Pull out every line from the data below that contains the string "dark". Treat uppercase and lowercase as different, so only lines with a case-exact match count.

# # #

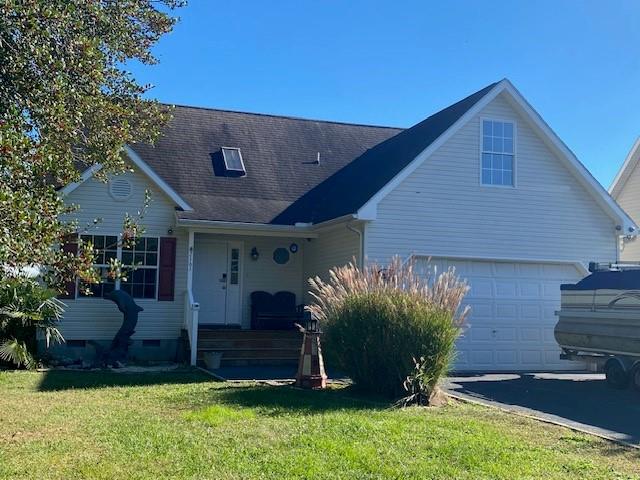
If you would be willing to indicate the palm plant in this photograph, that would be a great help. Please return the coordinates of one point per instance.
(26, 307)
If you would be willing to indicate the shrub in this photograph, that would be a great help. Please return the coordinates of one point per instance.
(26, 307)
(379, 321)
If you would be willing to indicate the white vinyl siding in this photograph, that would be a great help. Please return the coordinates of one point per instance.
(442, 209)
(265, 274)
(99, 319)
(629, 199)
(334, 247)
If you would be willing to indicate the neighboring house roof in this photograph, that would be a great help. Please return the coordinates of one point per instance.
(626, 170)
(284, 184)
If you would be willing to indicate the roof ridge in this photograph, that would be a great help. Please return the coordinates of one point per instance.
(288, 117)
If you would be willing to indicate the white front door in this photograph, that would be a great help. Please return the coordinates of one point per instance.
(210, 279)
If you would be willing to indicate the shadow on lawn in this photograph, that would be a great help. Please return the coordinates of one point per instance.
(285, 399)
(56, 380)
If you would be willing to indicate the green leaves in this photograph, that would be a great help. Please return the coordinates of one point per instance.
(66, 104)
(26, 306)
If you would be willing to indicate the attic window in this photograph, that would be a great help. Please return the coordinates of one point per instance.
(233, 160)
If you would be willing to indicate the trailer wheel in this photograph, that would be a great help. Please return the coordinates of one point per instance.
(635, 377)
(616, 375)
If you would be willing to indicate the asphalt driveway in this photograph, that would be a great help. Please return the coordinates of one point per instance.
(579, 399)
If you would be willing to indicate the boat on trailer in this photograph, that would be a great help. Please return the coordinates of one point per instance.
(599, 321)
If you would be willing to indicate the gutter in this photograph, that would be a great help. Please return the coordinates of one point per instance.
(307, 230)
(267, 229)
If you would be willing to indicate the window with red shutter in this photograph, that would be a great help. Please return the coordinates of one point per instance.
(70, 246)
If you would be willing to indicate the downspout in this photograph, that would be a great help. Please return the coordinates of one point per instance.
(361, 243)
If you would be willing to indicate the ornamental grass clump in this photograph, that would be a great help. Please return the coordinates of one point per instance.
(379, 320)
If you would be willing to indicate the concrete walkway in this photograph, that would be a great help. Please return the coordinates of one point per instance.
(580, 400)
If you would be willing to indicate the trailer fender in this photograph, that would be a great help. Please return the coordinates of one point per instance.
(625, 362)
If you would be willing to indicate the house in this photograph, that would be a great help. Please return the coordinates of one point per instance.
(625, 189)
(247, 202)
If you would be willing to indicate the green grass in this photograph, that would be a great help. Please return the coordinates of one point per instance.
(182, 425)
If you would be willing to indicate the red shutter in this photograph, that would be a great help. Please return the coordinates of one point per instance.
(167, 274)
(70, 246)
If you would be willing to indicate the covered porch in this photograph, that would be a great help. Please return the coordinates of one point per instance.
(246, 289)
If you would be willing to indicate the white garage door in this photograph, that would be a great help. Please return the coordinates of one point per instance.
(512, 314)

# # #

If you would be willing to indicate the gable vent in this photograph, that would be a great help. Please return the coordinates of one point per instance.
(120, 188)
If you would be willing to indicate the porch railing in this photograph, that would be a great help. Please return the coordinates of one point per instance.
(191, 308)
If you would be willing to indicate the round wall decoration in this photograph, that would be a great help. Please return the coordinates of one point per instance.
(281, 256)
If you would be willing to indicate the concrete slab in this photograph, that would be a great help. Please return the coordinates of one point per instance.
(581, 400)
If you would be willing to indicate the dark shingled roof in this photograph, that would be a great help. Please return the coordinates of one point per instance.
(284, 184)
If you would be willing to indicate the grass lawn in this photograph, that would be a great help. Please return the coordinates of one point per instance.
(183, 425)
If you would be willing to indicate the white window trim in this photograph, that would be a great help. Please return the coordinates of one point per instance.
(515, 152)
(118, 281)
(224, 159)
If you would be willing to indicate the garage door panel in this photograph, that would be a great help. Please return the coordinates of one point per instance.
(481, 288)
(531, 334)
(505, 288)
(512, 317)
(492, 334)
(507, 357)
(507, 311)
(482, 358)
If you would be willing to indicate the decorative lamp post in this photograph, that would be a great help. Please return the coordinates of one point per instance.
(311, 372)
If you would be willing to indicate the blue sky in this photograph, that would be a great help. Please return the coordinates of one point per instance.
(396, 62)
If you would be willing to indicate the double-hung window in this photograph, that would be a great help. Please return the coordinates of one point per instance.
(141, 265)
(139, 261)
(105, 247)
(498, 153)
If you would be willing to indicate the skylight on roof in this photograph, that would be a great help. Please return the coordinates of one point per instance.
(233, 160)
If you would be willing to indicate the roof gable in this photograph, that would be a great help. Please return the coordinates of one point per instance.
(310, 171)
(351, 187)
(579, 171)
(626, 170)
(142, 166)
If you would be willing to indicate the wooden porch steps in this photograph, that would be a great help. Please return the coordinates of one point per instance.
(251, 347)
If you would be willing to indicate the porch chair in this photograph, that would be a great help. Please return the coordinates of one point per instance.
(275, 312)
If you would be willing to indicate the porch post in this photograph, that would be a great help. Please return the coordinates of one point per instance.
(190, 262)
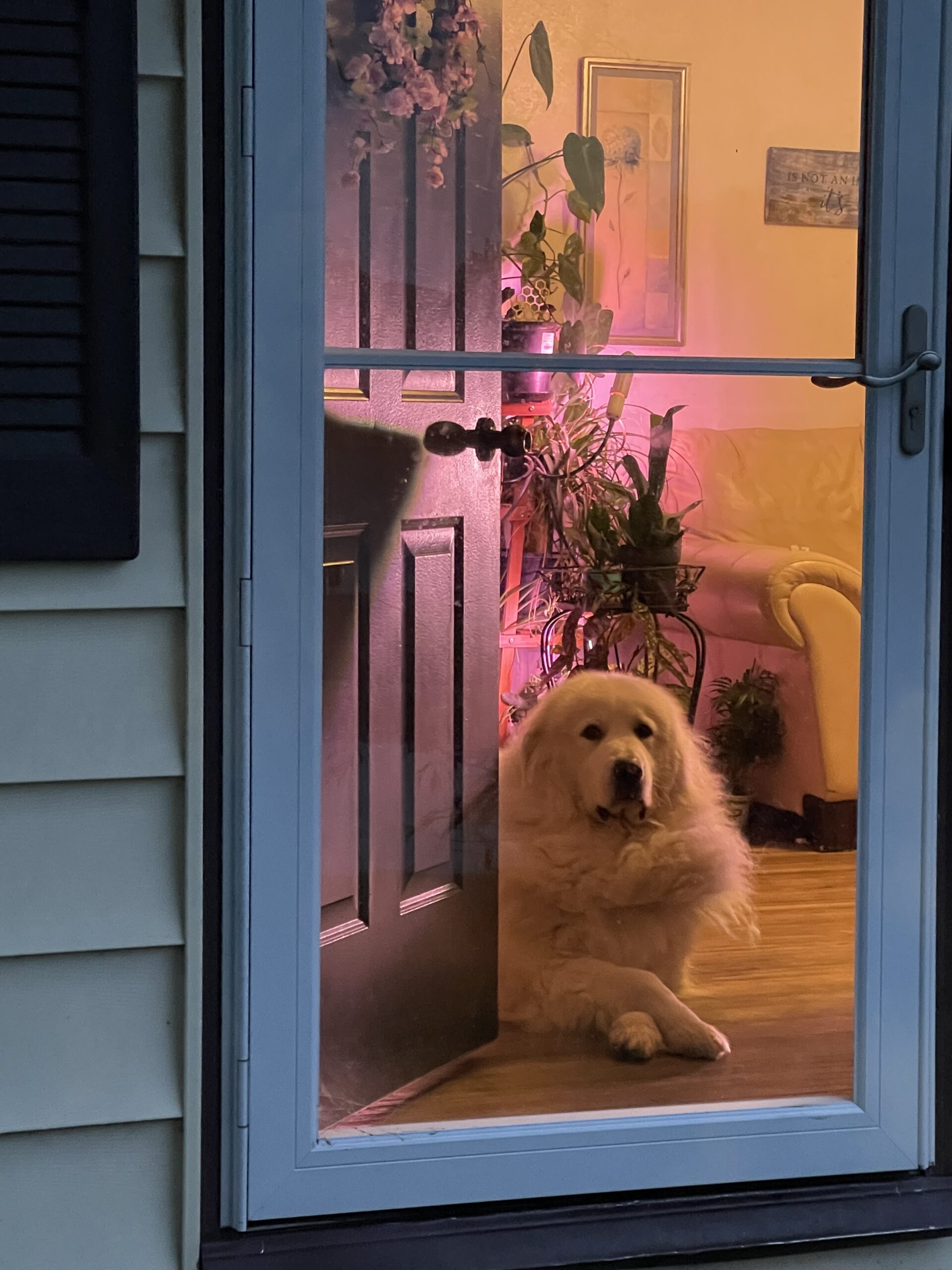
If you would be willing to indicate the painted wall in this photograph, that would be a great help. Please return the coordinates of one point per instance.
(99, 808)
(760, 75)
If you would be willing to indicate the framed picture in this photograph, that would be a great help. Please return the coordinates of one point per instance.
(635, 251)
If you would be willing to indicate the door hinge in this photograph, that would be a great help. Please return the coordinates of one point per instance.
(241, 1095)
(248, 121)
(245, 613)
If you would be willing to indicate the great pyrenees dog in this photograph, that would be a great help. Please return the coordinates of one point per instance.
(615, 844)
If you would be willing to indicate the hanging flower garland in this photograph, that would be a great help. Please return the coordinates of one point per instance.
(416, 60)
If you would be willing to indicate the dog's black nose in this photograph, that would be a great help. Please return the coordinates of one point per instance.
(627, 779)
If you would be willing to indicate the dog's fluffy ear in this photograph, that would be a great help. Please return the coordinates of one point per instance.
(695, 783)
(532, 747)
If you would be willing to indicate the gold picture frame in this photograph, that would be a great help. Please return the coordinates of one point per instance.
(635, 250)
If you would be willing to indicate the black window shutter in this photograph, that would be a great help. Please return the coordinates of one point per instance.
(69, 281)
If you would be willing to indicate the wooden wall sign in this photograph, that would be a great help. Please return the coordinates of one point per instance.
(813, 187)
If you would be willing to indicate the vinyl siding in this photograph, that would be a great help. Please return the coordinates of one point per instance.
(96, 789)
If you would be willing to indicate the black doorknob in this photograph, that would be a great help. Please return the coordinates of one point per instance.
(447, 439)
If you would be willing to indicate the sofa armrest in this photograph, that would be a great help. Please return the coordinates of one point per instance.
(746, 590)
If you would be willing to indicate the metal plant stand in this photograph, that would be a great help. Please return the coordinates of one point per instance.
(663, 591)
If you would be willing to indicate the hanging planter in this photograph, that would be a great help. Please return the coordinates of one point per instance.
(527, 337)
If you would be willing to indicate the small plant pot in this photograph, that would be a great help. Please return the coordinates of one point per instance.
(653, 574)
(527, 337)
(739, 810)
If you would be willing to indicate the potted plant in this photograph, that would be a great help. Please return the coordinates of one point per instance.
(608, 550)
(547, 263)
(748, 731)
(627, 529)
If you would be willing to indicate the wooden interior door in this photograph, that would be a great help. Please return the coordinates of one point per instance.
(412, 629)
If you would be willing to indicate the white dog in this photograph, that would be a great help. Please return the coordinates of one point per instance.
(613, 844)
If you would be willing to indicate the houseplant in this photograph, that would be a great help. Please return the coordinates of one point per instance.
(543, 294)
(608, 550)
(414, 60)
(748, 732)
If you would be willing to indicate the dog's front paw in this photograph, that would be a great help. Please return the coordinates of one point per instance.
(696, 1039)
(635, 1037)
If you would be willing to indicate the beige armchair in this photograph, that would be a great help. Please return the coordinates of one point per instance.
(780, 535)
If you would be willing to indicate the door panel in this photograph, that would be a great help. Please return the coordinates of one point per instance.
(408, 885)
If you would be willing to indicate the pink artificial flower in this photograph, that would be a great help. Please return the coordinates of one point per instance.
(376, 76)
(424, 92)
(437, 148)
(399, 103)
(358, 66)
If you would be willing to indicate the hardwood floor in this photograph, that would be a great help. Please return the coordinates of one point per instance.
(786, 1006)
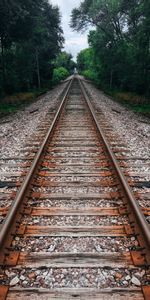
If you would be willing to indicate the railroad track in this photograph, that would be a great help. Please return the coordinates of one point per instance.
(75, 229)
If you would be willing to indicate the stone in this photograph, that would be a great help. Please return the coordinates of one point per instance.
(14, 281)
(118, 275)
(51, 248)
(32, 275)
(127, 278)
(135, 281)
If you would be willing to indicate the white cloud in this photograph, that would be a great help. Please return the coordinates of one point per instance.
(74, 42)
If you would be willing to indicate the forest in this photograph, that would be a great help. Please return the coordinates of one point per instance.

# # #

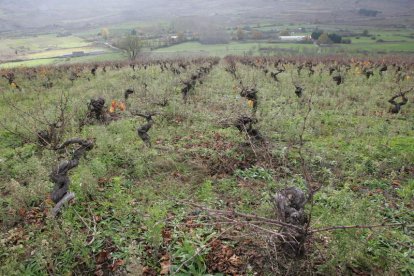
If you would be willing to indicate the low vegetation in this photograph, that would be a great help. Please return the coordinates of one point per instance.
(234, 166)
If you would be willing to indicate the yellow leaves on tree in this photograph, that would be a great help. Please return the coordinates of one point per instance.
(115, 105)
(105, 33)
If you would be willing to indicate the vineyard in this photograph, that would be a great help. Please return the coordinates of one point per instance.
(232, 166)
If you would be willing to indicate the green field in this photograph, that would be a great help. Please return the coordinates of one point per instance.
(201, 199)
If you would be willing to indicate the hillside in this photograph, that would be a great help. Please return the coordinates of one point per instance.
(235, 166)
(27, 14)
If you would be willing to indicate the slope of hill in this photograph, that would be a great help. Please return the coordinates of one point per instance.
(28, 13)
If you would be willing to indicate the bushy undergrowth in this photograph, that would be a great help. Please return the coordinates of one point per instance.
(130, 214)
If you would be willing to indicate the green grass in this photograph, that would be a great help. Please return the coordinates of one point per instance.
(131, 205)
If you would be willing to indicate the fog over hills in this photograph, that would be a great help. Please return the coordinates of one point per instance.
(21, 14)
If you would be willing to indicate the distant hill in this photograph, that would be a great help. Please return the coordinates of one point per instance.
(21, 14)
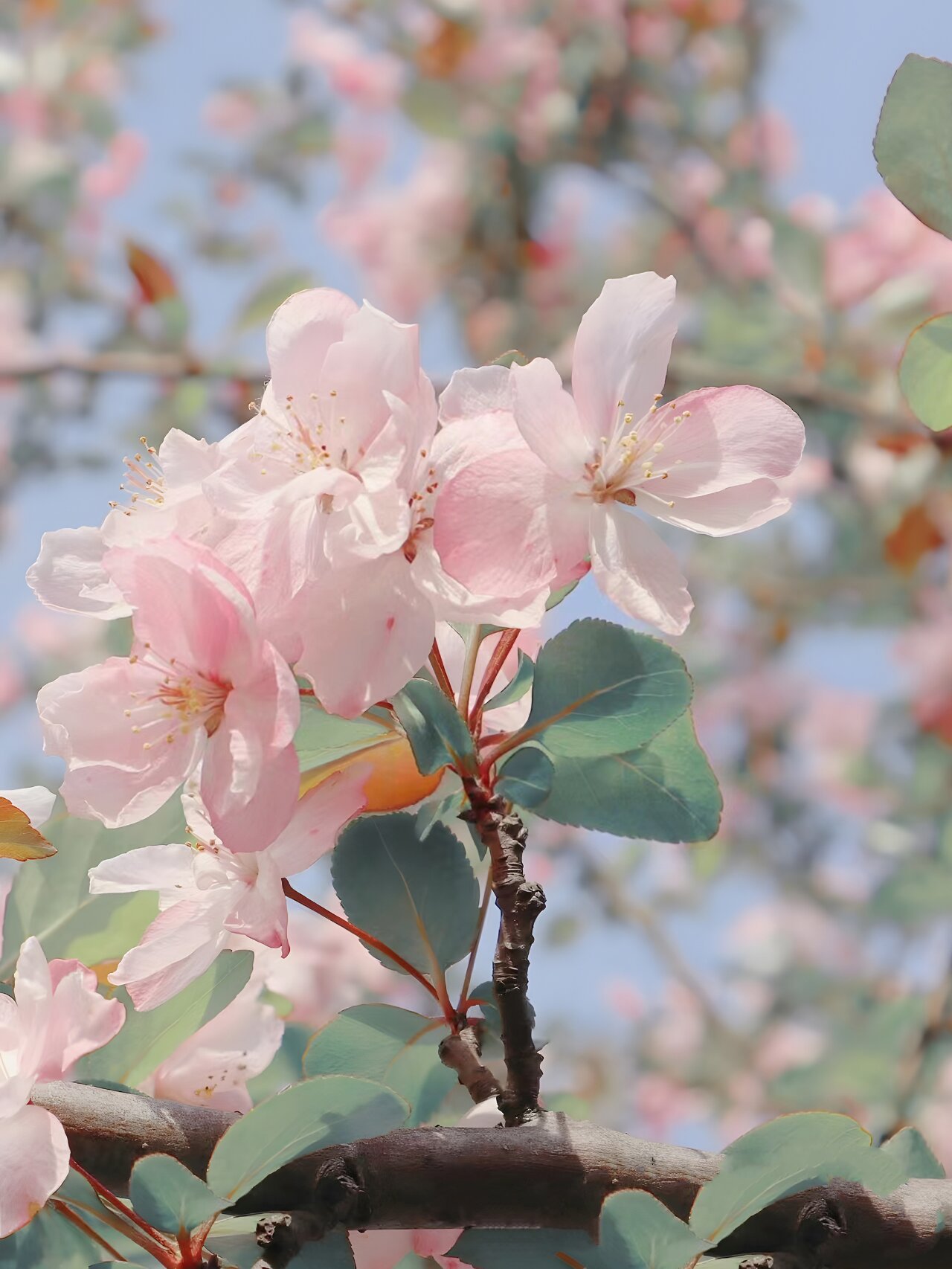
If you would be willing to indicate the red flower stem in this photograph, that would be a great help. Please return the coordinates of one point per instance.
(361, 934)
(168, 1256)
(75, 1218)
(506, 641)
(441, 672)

# # #

## Exercise response
If you would be willing to indicate the dark shingled roof in this photograph, that would be a great help. Please return the coordinates of one point per instance.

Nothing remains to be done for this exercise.